**What you need to do**
Quote the whole listing verbatim.

**Records for this exercise**

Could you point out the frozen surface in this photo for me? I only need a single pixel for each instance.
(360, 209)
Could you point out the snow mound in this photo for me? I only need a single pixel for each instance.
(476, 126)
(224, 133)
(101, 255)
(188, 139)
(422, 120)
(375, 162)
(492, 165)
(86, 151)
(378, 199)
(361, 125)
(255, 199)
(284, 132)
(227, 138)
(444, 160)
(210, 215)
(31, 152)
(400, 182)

**Response area**
Could you point out the frozen surface in this photo for me? I only need a single pixel for each instance.
(360, 209)
Could you point out the snow mound in this photo for me? I only need a single pixel for each instance.
(476, 126)
(224, 133)
(101, 255)
(188, 139)
(422, 120)
(375, 162)
(492, 165)
(86, 151)
(378, 199)
(361, 125)
(255, 199)
(284, 132)
(227, 138)
(444, 160)
(210, 215)
(31, 152)
(400, 182)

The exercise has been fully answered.